* [Problem details]: Look for "Guideline: for every instance of the white cloud, the" in the records below, then copy that line and every line after it, exactly and with nothing added.

## START

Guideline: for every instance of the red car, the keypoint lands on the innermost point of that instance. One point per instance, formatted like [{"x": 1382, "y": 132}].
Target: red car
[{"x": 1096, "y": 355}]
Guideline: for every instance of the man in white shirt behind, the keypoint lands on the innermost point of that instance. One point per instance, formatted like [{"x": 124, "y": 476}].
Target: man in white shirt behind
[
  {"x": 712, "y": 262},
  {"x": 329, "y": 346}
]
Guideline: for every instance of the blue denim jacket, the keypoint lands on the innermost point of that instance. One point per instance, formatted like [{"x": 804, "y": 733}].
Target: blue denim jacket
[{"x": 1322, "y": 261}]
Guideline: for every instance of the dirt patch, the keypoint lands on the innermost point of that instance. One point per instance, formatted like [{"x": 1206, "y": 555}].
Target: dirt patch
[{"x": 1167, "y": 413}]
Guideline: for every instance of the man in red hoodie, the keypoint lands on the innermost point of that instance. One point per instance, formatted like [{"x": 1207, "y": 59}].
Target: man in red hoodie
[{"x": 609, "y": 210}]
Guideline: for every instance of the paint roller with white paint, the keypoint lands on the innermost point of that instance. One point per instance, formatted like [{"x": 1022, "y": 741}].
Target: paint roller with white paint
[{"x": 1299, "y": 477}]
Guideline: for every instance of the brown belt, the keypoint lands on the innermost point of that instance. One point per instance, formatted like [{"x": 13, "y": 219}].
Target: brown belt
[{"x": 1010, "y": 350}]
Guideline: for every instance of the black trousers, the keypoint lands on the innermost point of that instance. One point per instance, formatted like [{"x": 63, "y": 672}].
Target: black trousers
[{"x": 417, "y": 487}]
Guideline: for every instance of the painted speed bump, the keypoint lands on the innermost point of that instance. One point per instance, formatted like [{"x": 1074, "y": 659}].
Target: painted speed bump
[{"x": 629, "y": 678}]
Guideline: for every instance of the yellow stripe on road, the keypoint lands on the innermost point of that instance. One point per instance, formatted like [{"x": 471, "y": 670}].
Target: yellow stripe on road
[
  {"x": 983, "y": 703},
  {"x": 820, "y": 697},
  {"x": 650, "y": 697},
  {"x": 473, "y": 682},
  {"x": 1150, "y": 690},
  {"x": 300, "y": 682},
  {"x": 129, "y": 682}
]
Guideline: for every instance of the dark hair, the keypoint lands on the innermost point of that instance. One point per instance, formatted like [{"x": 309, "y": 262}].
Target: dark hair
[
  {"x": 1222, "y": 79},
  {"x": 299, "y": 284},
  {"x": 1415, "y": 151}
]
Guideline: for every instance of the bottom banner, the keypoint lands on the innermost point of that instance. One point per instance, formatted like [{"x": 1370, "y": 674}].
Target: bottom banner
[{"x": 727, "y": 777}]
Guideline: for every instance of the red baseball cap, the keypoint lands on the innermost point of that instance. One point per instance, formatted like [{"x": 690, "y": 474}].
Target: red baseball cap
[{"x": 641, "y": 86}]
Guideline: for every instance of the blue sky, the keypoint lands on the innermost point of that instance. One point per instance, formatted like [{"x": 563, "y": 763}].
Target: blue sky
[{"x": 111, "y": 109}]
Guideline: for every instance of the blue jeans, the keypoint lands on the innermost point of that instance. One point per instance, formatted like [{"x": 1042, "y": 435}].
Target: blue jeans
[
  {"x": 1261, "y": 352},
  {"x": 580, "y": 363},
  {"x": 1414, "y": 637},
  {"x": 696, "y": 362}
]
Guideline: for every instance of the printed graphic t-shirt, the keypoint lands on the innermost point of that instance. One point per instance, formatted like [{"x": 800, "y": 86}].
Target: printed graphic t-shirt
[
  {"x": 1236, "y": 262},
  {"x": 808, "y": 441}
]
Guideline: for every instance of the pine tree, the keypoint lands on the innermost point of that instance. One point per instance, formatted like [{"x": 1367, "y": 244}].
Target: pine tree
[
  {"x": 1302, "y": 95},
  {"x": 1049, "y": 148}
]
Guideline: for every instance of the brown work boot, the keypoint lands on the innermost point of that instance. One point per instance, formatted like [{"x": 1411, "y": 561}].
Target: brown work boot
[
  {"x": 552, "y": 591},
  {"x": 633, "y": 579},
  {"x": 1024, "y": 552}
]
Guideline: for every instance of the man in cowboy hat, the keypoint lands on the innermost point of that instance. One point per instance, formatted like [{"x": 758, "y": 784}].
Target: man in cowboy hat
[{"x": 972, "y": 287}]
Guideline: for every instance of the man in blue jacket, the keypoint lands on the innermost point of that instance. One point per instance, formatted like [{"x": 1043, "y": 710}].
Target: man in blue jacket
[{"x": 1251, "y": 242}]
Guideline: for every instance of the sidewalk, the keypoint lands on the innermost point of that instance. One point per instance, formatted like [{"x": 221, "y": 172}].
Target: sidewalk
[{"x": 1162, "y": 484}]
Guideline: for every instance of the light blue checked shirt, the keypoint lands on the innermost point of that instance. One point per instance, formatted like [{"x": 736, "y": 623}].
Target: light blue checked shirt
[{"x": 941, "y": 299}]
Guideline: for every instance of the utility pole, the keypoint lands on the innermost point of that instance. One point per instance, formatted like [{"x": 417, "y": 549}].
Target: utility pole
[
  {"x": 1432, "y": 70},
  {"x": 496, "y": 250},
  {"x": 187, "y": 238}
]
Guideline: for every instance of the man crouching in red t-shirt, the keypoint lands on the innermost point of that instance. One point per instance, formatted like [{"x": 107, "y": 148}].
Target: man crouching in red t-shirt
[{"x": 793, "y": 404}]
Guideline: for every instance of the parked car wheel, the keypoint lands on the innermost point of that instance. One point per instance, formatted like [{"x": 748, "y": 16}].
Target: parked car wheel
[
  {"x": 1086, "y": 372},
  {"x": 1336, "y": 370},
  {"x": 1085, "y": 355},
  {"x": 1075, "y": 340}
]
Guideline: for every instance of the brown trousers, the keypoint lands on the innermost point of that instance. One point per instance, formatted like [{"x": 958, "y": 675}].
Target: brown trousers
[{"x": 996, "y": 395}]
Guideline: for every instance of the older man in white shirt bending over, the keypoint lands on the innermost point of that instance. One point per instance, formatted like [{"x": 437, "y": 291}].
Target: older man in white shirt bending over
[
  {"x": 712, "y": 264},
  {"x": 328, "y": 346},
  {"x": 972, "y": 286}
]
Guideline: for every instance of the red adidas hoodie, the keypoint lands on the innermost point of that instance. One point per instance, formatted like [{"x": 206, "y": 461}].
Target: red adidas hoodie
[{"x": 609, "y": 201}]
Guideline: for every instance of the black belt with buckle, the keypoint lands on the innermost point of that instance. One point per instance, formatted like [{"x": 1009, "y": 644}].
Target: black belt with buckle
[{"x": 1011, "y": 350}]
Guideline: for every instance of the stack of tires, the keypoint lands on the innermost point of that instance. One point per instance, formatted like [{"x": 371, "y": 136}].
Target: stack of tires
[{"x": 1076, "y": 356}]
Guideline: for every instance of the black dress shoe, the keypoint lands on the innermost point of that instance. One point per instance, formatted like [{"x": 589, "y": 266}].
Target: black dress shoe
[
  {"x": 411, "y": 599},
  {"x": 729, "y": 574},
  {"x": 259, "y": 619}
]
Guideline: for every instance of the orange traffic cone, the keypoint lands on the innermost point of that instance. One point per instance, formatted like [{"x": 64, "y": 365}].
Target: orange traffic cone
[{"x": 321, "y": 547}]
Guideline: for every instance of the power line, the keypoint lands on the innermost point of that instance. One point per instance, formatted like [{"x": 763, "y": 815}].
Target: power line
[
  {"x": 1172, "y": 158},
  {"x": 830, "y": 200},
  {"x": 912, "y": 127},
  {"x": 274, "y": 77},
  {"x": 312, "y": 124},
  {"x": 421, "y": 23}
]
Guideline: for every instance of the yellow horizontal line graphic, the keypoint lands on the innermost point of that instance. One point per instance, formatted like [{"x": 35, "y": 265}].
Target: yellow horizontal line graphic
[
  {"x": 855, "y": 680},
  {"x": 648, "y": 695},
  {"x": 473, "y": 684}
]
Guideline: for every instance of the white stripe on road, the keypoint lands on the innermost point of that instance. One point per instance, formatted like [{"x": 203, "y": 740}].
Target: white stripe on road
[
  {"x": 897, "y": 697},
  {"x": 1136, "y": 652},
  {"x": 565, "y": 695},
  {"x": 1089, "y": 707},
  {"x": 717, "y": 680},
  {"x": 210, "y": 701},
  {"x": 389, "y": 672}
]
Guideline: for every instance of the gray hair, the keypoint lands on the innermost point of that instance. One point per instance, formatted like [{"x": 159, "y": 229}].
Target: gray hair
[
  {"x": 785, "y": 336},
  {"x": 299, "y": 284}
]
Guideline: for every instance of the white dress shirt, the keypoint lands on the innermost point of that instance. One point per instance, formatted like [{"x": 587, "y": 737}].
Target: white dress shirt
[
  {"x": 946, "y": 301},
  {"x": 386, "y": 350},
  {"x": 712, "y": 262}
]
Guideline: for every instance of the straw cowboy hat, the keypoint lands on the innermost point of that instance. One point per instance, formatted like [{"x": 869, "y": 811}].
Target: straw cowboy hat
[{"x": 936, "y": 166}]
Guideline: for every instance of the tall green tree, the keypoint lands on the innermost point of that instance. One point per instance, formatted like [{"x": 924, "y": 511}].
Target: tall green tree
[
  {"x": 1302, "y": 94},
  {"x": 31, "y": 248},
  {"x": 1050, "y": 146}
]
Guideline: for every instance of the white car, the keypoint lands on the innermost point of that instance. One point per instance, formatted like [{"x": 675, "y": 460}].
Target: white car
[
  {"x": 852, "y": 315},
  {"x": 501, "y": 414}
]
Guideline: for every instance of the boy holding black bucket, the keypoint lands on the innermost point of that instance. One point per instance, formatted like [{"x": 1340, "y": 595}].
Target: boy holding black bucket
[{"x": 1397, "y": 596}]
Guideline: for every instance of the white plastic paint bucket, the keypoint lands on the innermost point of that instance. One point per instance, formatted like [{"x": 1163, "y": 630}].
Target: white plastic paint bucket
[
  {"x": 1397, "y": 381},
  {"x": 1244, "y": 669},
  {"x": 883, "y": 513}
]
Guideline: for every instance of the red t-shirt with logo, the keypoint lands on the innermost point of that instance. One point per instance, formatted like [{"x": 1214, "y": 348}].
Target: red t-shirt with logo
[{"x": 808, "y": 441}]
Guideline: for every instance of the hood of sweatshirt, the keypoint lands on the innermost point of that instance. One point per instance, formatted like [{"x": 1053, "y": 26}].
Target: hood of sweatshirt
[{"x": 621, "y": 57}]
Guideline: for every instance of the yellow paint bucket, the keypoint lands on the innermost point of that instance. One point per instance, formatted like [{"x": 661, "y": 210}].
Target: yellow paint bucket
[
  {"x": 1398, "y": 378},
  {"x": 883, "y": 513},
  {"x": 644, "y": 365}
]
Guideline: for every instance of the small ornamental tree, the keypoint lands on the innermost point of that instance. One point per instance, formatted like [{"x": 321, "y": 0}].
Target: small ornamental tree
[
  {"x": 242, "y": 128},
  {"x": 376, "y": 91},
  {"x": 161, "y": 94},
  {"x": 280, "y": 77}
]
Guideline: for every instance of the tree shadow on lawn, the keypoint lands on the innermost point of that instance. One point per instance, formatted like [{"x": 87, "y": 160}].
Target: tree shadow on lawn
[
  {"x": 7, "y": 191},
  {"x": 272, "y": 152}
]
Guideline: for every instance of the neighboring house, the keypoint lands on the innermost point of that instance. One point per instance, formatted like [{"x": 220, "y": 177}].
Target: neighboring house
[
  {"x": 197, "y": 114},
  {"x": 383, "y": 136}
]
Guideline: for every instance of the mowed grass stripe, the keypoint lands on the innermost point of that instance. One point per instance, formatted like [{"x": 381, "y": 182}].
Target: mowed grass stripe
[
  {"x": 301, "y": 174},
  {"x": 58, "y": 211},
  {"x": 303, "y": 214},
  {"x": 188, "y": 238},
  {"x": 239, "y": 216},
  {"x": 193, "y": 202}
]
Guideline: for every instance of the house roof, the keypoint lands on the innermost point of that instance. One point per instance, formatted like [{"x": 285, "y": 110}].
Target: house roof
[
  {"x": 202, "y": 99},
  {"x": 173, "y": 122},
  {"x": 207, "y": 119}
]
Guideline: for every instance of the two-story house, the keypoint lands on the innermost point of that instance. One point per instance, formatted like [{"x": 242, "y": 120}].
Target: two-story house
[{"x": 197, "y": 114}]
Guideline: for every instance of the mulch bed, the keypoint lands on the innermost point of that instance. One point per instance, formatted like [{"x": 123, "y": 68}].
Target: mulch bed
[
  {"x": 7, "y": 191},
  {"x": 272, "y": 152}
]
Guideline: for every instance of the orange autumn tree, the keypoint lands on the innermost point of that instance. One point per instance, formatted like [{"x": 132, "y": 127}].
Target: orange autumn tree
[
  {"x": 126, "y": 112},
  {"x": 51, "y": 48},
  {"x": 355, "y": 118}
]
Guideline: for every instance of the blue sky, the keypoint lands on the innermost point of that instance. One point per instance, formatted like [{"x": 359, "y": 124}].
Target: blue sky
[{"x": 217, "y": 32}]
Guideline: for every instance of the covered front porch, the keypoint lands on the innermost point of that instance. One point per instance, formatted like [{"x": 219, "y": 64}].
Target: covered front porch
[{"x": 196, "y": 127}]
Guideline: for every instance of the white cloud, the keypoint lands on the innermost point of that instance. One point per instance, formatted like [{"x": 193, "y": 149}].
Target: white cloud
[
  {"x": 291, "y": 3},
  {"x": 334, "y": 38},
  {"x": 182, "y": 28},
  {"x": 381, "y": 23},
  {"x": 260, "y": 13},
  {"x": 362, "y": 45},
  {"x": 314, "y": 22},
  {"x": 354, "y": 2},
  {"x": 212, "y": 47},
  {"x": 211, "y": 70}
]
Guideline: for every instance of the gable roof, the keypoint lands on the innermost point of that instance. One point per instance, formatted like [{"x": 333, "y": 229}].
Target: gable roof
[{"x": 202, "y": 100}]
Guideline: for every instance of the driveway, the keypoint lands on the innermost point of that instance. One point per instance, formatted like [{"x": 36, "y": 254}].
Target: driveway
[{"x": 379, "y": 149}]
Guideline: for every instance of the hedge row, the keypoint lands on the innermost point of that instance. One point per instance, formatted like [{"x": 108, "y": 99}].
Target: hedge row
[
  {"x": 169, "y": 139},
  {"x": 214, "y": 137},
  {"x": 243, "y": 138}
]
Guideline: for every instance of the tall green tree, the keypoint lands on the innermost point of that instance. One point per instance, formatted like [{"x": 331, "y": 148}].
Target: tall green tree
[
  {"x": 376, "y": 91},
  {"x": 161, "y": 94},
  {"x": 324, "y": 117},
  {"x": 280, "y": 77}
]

## END

* [Answer to the problem]:
Guideline: for every instance of the white cloud, the keypoint lands on the innermost point of that instance. One point per instance, formatted like [{"x": 193, "y": 149}].
Target: white cloud
[
  {"x": 291, "y": 3},
  {"x": 334, "y": 38},
  {"x": 182, "y": 28},
  {"x": 381, "y": 23},
  {"x": 260, "y": 13},
  {"x": 362, "y": 45},
  {"x": 314, "y": 22},
  {"x": 354, "y": 2},
  {"x": 212, "y": 47},
  {"x": 211, "y": 70}
]
Guideline: for every instance of the gable roof, the keypoint lands on the innermost point of that instance. One point per instance, formatted like [{"x": 333, "y": 229}].
Target: gable roof
[{"x": 202, "y": 100}]
Guideline: for every instance of the driveway, the keypoint lands on the innermost point of that instance. One point per instance, formatted like [{"x": 36, "y": 254}].
Target: driveway
[{"x": 379, "y": 149}]
Guideline: for every instance of the hedge row, the keypoint lands on the innermost point of that instance. One point per instance, formatted like [{"x": 108, "y": 99}].
Target: hedge row
[
  {"x": 169, "y": 139},
  {"x": 214, "y": 137},
  {"x": 243, "y": 138}
]
Guideline: for every instance of the tall green tree, the keypoint lands on the innermost point of that instance. One point per instance, formatted like [{"x": 331, "y": 148}].
Target: tall green tree
[
  {"x": 376, "y": 91},
  {"x": 161, "y": 94},
  {"x": 324, "y": 117},
  {"x": 280, "y": 77}
]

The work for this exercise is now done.